** Excerpted passage **
..........

Oh, and I will be laughing my ass off if IBM keeps up its current fab technology deals and AMD/ATI gets this but intel doesn't.   :lulz:
Inflatable dolls are not recognized flotation devices.

Jasper

I'm tired of Intel, and I hope this sinks them.

I hope they'll bundle these systems with racetrack memory, which IBM is also developing.  Perhaps that could solve parts of the bottleneck.

Kai

Quote from: Requia ☣ on February 06, 2010, 07:01:49 PM
I should explain that these won't necessarily make anything faster, I'm not sure about what Kai mentions, but for general day to day computing   The only things a normal person might do that would be made faster by one of these is video encoding and gaming (the stuff will be very rapidly adapted to graphics cards no doubt).

Bottlenecks on the RAM, Hard drive, and network still remain.  Though Parkinson's law has never been wrong yet, so expect to need to buy one of these in order to run Windows 9.

Awww.  :sad:
If there is magic on this planet, it is contained in water. --Loren Eisley, The Immense Journey

Her Royal Majesty's Chief of Insect Genitalia Dissection
Grand Visser of the Six Legged Class
Chanticleer of the Holometabola Clade Church, Diptera Parish

Soylent Green

Quote from: Requia ☣ on February 06, 2010, 07:01:49 PM
I should explain that these won't necessarily make anything faster, I'm not sure about what Kai mentions, but for general day to day computing   The only things a normal person might do that would be made faster by one of these is video encoding and gaming (the stuff will be very rapidly adapted to graphics cards no doubt).

Bottlenecks on the RAM, Hard drive, and network still remain.  Though Parkinson's law has never been wrong yet, so expect to need to buy one of these in order to run Windows 9.

From what Kai said I assume that it is an algorithm, in which case an increase in CPU speed would vastly decrease the time it takes for the algorithm to be completed.

Captain Utopia

If you can keep all the data in registers or cache, then yeah.. but the question is how much data are you comparing between different taxa?  E.g. here it looks (from my uneducated quick scan) like it's comparing dna sequences.. in which case you're talking quite a bit of data -- wiki puts the human genome at around 750mb uncompressed.  CPU cache sizes are (I think - I don't keep up) still in the single figures of mb, so I'd guess you'd have to be focussed upon a pretty small chunk of the genome for this to give a significant boost, assuming nothing else changes.

Cain

Given my current laptop has a 1.66 GHz computer chip, one of these would be nice.  Shit, I can't even play games that came out a year before this model.

Jasper

Quote from: FP on February 06, 2010, 11:31:59 PM
If you can keep all the data in registers or cache, then yeah.. but the question is how much data are you comparing between different taxa?  E.g. here it looks (from my uneducated quick scan) like it's comparing dna sequences.. in which case you're talking quite a bit of data -- wiki puts the human genome at around 750mb uncompressed.  CPU cache sizes are (I think - I don't keep up) still in the single figures of mb, so I'd guess you'd have to be focussed upon a pretty small chunk of the genome for this to give a significant boost, assuming nothing else changes.

I think I read that the new 100Ghz chips also have gargantuan caches, to the order of 1gb.

Which is stupidly large, if this is true.

Requia ☣

Unlikely, I can definitely see card slot processors with huge L3 caches making a comeback, but that much memory would take up a lot of physical space with the large process being used at the moment.
Inflatable dolls are not recognized flotation devices.

Jasper

As you say.  Any proc that fast is pointless without a gigantic cache to match.

Another article made the 1gb cache claim:
http://www.theinquirer.net/inquirer/news/1046135/new-chinese-chips-pose-threat-intel

QuoteUsing 128-bit technology, the architecture, codenamed 'Long March', could deliver performance of up to 100GHz in as little as 18 months, say researchers. Built on a new 90 nm (nanometer) process, the Long March chips feature 1Gb level 2 cache and prototypes have been demonstrated running at 5GHz with no special cooling.

..........

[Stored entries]

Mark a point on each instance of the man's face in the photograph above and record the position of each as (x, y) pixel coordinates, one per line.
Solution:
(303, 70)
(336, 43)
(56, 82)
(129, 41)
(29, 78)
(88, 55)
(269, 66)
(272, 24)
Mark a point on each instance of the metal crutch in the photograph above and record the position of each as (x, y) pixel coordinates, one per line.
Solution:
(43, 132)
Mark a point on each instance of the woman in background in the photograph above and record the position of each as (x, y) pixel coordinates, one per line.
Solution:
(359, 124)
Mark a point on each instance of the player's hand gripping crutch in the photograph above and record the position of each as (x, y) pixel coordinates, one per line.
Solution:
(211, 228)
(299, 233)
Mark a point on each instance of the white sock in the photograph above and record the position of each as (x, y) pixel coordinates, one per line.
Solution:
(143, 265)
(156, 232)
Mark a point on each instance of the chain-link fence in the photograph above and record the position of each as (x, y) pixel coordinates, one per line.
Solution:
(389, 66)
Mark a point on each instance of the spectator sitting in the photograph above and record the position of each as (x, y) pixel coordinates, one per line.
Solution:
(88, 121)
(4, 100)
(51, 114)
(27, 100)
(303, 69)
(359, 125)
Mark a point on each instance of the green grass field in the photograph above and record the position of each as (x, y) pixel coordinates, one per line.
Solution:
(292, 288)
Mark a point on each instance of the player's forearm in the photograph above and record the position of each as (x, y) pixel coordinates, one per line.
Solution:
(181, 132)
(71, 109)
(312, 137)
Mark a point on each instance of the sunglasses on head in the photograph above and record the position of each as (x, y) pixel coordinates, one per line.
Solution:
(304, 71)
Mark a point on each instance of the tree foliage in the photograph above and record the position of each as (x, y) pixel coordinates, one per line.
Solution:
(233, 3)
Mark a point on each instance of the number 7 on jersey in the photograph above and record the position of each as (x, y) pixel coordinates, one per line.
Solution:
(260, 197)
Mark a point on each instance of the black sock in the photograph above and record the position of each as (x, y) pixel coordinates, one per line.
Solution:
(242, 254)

..........

** Work to be completed **
Write out the chip discussion from "Unlikely, I can" to "at the moment.", swapping "card slot processors" for "plug-in processors".

** Solved problem **
Unlikely, I can definitely see plug-in processors with huge L3 caches making a comeback, but that much memory would take up a lot of physical space with the large process being used at the moment.